_PROVIDED TEXT_.
+ + + + +

The result is called the *Encoder Output* $\mathbb{z}_e(\x)$
- shape $(S \times D)$
- where each location is a vector of continuous values
    

The feature vector of length $D$ at **each location** of the Encoder Output $\mathbb{z}_e(\x)$
- is mapped to one of the possible Embedding Vectors
- defined by the *Codebook* $\codebook$
    - shape $(K \times D)$
    - a collection of $K$ continuous embedding vectors of length $D$

This results in an *approximation* $\mathbb{z}_q(\x)$ of the Encoder Output $\mathbb{z}_e(\x)$

$$
\mathbb{z}_q(\x) \approx \mathbb{z}_e(\x)

+ + + + +

_GIVEN INFORMATION_.
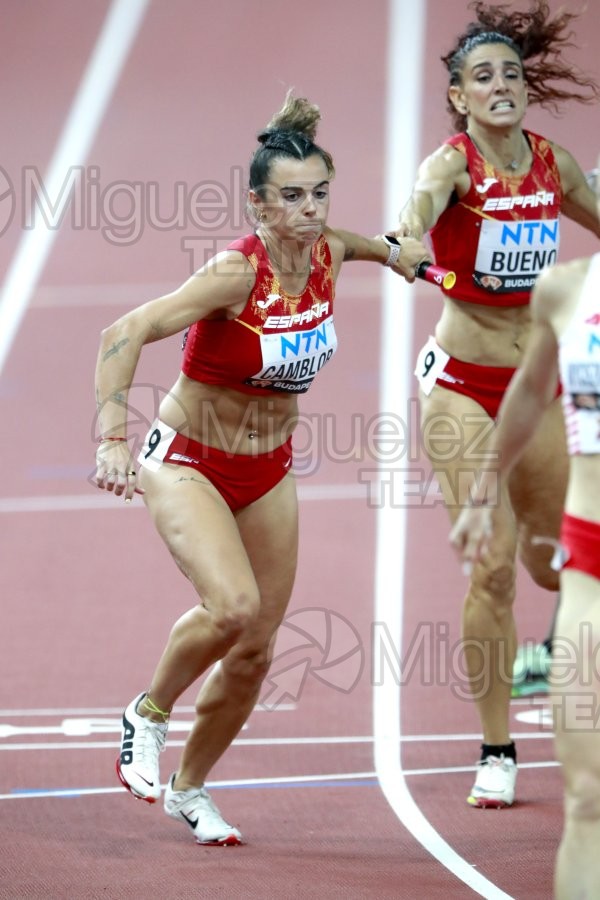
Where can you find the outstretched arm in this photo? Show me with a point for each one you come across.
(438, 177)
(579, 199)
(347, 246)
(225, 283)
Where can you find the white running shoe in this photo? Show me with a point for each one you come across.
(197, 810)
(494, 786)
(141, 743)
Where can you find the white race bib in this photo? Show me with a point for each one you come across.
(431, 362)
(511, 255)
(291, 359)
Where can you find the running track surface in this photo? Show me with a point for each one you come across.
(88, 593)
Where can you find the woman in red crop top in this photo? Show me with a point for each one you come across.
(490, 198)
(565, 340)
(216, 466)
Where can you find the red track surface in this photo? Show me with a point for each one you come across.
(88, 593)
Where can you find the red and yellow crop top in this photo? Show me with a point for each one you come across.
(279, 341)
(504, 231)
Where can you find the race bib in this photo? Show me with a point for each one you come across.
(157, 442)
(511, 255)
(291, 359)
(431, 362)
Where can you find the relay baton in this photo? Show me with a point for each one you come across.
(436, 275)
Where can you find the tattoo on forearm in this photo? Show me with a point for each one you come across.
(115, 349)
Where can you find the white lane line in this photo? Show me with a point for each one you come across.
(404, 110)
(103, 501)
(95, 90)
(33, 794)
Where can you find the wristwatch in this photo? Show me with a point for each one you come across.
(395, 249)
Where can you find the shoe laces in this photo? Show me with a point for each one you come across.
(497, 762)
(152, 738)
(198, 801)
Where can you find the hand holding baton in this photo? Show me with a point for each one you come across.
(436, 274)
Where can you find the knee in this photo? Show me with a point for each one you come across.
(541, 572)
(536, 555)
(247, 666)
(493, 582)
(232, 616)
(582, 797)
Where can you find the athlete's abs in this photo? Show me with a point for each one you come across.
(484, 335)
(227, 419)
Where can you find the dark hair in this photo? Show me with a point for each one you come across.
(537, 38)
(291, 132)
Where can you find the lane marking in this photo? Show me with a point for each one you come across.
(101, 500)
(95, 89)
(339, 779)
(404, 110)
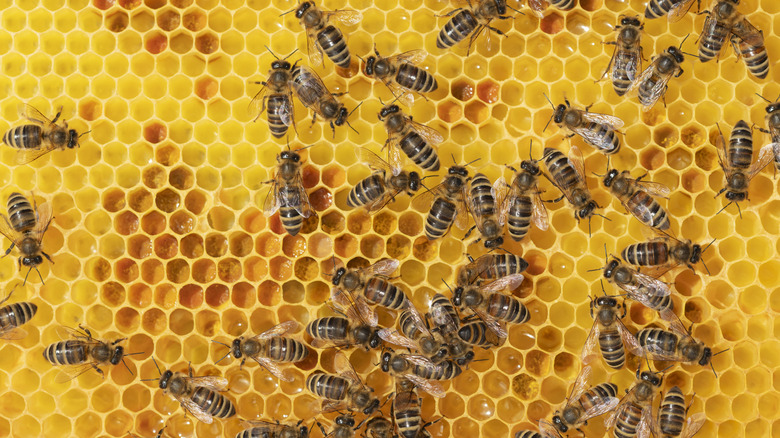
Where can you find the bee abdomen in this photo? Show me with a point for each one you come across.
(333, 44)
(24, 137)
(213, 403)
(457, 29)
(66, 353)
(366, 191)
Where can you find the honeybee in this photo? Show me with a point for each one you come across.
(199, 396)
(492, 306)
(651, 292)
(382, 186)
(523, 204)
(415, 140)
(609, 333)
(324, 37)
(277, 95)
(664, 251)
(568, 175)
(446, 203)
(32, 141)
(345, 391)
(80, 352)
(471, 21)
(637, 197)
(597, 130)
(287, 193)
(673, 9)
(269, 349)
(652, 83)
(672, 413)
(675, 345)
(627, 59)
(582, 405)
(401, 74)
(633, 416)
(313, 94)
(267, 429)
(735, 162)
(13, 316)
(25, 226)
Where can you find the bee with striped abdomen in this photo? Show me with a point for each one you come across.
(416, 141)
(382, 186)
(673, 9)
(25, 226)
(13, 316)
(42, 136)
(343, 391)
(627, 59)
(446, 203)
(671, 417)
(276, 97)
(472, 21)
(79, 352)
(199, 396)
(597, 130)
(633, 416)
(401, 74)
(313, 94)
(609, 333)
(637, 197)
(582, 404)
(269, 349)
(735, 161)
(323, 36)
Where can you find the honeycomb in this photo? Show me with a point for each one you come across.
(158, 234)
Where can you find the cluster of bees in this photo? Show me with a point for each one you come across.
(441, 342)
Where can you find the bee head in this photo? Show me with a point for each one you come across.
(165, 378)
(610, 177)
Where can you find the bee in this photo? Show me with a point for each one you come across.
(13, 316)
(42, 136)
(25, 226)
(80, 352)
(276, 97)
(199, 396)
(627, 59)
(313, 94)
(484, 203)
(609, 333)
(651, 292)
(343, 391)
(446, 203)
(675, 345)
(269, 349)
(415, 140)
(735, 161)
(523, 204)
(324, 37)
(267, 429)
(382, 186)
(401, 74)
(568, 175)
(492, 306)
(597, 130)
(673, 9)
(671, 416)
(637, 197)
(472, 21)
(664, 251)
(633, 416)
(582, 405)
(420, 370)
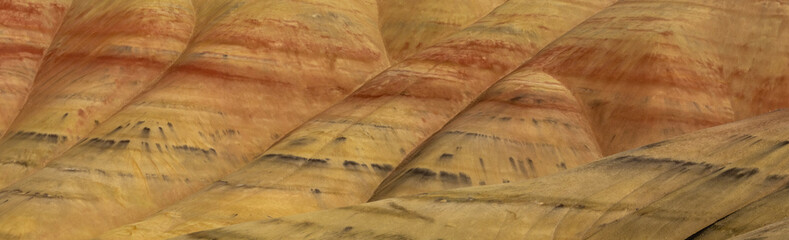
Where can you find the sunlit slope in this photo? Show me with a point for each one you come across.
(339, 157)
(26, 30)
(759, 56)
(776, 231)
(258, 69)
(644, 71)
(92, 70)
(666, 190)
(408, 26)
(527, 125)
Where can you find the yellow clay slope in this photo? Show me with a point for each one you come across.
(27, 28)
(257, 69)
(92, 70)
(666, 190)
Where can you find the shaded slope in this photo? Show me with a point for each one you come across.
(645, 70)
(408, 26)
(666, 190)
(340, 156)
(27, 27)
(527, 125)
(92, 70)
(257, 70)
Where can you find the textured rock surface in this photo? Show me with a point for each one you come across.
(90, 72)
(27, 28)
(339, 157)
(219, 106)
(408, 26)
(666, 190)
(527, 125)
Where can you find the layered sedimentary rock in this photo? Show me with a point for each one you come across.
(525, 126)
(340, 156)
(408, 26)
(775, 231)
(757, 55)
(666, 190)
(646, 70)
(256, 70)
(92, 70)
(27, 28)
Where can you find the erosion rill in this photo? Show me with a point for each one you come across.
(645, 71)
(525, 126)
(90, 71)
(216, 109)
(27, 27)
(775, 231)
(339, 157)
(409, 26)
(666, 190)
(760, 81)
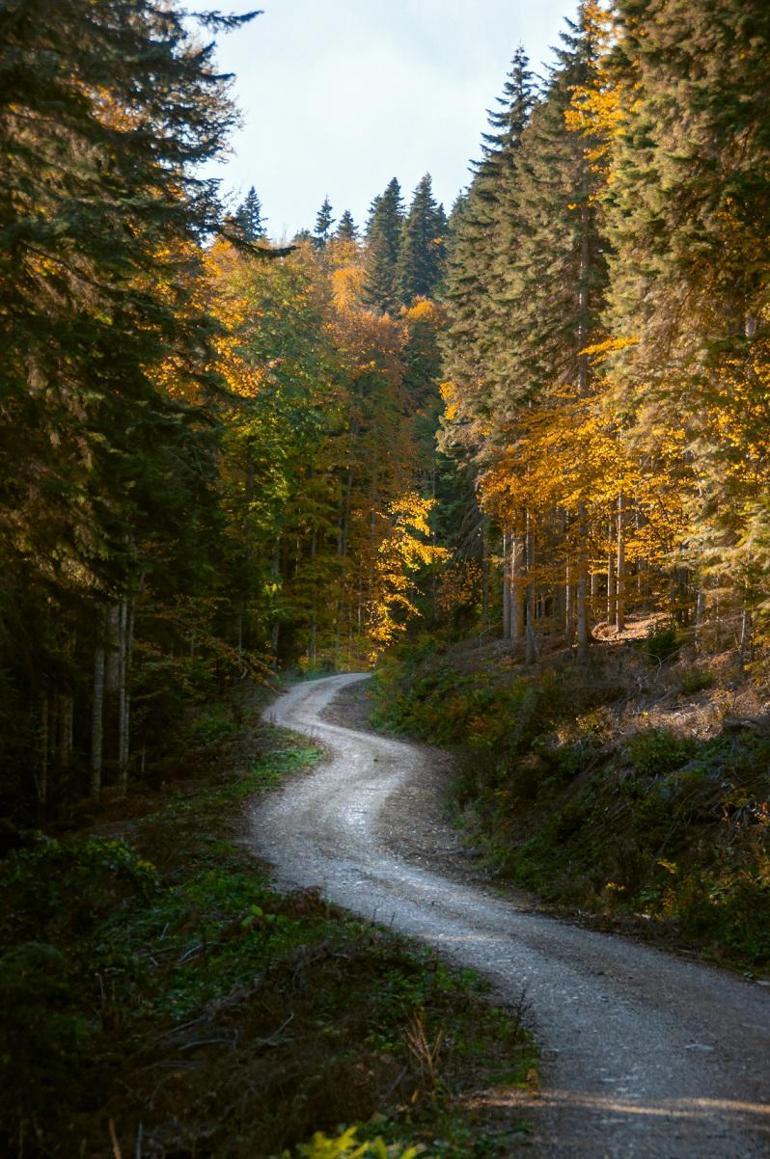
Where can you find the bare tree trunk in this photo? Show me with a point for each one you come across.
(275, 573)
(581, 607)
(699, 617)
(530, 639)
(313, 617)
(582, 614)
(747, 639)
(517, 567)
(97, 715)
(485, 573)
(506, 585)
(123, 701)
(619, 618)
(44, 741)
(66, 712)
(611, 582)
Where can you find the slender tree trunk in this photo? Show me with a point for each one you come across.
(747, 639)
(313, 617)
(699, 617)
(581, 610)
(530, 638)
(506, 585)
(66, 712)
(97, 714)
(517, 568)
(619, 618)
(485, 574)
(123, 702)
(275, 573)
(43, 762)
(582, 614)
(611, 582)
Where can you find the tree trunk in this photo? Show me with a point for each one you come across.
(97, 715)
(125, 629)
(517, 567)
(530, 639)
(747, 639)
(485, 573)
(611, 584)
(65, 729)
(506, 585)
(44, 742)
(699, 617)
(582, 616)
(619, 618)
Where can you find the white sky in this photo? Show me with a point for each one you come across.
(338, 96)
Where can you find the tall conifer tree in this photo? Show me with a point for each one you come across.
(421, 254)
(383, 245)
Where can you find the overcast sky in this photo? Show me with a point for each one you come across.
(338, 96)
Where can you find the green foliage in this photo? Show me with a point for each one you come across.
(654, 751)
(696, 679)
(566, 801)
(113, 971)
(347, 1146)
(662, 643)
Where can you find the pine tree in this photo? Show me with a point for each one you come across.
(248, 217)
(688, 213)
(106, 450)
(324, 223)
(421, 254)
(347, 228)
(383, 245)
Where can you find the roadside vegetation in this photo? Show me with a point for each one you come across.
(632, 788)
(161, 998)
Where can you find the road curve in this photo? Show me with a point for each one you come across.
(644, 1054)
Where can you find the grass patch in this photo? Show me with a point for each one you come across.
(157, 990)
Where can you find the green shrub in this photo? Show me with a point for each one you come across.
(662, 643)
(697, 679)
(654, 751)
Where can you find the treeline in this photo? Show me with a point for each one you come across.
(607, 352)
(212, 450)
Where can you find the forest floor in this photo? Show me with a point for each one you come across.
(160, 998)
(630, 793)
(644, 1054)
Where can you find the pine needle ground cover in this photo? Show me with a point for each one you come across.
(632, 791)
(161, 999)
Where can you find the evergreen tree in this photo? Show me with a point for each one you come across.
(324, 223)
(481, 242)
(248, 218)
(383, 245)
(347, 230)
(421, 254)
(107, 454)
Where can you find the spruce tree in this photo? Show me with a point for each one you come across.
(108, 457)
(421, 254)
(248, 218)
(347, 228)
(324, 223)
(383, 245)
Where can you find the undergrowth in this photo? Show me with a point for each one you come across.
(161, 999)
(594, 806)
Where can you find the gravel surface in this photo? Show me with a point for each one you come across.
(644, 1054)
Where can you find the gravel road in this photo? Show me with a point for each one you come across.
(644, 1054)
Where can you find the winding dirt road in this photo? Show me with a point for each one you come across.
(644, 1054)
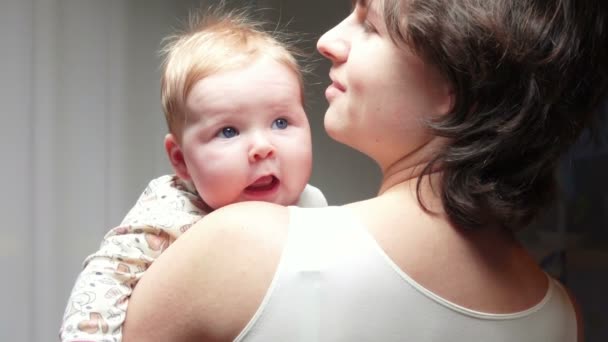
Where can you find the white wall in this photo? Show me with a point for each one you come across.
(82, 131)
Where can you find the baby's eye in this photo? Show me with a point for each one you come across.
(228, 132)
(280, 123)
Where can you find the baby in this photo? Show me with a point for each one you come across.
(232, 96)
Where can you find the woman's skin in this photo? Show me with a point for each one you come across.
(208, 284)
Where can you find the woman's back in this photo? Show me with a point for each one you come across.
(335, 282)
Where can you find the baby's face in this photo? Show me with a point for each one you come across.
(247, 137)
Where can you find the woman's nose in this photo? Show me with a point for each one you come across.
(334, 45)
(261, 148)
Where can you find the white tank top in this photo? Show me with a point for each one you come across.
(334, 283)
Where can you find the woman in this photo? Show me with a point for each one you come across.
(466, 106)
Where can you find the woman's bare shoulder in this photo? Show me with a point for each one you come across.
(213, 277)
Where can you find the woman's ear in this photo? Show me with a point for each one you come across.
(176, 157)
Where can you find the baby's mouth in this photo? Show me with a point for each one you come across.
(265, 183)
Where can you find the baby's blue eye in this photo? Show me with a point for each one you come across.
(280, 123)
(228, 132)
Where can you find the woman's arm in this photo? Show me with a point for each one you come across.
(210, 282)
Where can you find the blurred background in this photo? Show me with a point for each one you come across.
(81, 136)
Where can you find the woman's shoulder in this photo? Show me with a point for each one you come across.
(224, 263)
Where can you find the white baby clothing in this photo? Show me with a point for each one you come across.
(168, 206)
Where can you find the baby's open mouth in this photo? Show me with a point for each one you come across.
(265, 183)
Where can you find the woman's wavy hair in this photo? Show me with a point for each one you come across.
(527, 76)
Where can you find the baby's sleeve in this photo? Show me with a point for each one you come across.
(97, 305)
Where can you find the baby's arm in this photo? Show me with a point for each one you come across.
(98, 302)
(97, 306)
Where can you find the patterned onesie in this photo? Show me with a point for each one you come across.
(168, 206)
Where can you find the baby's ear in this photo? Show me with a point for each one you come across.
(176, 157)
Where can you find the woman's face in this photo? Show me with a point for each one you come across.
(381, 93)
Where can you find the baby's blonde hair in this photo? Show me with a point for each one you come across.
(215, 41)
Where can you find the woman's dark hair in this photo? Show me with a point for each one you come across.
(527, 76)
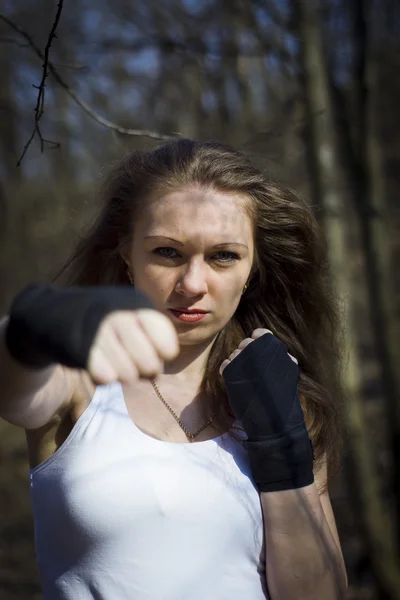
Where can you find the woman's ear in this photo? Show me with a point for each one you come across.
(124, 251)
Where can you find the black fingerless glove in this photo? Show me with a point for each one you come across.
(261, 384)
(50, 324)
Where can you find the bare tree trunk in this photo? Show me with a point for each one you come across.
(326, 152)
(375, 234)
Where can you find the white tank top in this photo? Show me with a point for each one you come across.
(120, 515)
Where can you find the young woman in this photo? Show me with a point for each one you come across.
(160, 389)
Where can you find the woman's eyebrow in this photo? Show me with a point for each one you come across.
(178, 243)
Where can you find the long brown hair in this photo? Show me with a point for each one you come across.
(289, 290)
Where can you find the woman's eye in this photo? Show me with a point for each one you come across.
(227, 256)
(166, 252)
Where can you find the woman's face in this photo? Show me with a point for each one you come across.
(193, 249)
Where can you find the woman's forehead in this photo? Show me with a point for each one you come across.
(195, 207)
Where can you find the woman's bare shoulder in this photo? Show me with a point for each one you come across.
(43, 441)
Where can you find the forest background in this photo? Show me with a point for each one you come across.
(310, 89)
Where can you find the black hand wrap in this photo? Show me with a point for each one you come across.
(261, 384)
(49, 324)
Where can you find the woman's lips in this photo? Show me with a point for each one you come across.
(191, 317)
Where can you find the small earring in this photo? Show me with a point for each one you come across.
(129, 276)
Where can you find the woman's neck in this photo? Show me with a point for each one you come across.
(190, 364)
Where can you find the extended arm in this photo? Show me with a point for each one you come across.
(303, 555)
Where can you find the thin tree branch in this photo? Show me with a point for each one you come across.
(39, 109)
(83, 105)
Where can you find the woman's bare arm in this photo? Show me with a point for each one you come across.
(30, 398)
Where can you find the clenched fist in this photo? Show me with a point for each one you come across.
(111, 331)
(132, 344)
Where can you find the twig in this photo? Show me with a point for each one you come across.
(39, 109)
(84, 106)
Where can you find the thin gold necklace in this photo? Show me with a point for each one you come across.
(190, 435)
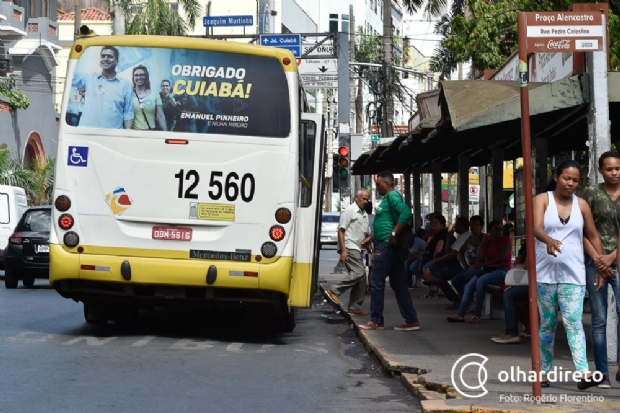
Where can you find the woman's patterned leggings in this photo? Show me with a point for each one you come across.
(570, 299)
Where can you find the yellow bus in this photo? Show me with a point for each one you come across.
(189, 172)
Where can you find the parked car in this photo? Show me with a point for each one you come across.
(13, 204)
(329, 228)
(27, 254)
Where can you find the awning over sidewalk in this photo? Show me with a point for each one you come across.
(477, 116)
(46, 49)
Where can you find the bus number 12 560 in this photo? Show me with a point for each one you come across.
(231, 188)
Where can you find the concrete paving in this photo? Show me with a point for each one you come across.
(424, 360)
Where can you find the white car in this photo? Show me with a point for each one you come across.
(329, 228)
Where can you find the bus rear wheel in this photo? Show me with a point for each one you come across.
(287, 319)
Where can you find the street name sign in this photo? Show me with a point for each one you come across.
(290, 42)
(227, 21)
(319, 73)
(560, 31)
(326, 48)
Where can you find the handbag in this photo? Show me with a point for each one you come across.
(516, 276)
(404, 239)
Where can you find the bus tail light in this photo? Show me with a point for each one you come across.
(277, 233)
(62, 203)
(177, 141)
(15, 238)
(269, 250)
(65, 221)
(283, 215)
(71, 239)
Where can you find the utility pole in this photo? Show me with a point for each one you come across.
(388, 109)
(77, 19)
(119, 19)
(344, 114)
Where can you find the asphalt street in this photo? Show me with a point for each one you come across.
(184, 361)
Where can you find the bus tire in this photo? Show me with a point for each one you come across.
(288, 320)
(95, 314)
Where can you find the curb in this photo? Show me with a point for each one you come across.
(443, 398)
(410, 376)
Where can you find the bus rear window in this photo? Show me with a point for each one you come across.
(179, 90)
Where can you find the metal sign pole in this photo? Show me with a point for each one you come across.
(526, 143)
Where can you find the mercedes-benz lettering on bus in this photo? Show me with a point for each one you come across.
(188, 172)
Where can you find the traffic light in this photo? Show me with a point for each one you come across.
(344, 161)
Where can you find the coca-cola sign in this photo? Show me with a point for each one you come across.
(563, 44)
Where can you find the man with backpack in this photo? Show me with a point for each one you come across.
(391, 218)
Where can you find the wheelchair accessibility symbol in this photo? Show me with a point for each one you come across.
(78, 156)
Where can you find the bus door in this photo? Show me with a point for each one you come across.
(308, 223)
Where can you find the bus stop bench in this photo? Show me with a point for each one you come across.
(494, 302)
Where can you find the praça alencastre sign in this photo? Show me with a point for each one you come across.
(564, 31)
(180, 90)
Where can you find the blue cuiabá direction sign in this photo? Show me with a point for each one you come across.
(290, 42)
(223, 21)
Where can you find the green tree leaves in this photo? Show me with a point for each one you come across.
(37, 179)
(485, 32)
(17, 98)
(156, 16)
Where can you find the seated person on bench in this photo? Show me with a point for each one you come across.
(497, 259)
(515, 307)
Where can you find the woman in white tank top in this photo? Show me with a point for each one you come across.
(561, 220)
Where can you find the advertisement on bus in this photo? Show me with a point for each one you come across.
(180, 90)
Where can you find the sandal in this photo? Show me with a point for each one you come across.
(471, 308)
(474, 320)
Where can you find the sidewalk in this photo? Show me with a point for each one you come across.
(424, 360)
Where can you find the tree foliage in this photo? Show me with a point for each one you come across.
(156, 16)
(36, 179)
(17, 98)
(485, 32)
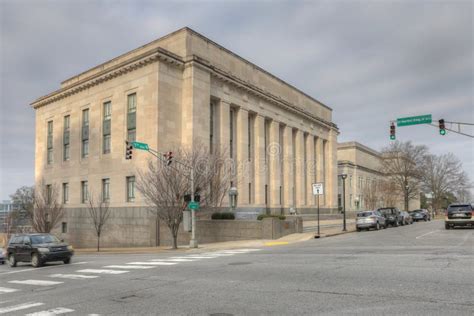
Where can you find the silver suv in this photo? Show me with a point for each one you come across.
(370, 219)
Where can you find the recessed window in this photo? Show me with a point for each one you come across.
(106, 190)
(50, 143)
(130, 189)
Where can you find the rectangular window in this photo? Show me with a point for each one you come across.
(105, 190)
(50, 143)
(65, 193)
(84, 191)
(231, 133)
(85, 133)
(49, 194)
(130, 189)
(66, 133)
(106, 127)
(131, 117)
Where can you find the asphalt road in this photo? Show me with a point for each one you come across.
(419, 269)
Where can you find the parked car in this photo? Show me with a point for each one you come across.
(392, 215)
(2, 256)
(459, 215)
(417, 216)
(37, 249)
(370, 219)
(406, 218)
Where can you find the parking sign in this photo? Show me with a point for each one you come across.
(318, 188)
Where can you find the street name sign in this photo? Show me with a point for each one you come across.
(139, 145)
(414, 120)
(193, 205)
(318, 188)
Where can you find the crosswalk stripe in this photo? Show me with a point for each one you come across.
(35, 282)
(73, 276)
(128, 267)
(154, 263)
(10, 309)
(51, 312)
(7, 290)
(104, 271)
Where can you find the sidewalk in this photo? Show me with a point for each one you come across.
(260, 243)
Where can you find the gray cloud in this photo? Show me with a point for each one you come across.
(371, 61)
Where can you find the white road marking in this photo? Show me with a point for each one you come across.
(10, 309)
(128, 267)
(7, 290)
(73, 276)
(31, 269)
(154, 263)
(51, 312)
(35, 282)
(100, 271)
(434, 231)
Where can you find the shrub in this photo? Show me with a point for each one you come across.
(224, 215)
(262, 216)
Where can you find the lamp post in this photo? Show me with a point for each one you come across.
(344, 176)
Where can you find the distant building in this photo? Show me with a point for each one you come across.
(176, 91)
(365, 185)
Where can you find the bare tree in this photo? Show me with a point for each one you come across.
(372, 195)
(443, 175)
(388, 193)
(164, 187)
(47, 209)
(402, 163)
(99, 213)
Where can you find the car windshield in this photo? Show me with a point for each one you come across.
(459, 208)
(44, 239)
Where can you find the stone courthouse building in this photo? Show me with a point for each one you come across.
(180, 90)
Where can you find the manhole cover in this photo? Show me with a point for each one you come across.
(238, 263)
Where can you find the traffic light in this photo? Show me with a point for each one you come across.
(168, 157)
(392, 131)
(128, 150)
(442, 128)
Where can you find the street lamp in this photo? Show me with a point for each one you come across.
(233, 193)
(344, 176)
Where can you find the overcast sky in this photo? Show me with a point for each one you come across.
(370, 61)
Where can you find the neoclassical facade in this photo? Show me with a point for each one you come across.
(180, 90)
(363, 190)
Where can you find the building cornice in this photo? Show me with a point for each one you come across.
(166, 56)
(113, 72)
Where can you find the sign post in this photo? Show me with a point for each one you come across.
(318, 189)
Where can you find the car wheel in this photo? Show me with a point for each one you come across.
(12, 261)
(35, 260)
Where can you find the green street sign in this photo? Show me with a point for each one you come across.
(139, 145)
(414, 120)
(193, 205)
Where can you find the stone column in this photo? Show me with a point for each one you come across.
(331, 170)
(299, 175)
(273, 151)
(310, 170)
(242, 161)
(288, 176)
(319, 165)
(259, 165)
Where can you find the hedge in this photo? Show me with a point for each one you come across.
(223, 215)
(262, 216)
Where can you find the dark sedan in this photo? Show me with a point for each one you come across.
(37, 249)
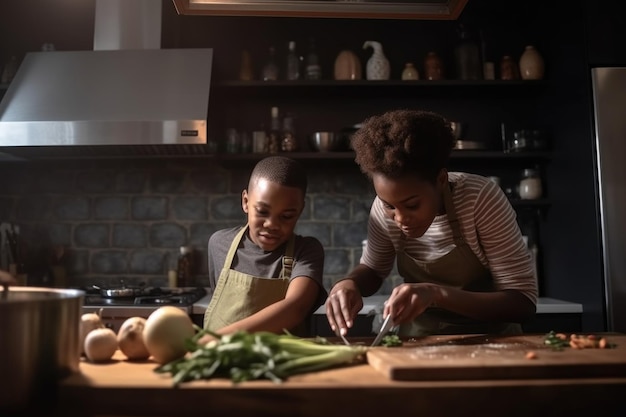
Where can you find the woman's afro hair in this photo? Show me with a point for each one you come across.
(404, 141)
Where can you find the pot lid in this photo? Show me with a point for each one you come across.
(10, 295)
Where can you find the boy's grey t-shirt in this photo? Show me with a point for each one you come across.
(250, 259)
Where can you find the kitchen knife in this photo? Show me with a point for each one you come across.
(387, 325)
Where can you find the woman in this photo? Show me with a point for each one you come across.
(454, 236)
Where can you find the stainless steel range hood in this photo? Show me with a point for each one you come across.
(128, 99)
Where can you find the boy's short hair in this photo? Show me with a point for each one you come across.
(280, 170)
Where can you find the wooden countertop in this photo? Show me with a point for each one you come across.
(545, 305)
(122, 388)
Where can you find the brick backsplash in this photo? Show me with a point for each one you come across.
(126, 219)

+ + + + +

_OBJECTIVE 1_. In the passage on the encoder output and codebook, what is the shape of the Codebook?
_OBJECTIVE 2_. Carry on the passage about the encoder output and codebook from the point where it stops.

_WRITTEN REPLY 1_. (K × D)

_WRITTEN REPLY 2_.
$$

- the actual vector at each location in Encoder Output $\mathbb{z}_e(\x)$
- is replaced by some vector $e_k$ in $\codebook$

This approximation is called the *quantized* equivalent of $\x$, denoted $\mathbb{z}_q(\x)$
- shape $(S \times D)$
- where each location is a vector of continuous values
    - one of the $K$ embedding vectors



Since each location in the quantized equivalent $\mathbb{z}_q(\x)$ is from a finite set $\e$
- we can equivalently represent the information via a spatial arrangement of integers in $[1:K]$
- the index within $\e$ of the vector at the location

denoted by
$\mathbb{q}( \z | \x )$

- shape $S$
- where each location is an integer

So mapping the integers in $\mathbb{q}(\z | \x )$ through the codebook $\codebook$ results in $\mathbb{z}_q(\x)$.

The **Decoder**
- attempts to map the quantized equivalent $\mathbb{z}_q(\x)$
- into the reconstructed $$\mathbb{p}( \x \; | \;\  \mathbb{z}_q)$$
- that is close to original input $\x$

$$
\mathbb{p}( \x \; | \;\  \mathbb{z}_q) \approx \x
$$



The picture thus describes an Autoencoder
- where the "bottleneck"
- is caused by quantization rather than dimensionality reduction.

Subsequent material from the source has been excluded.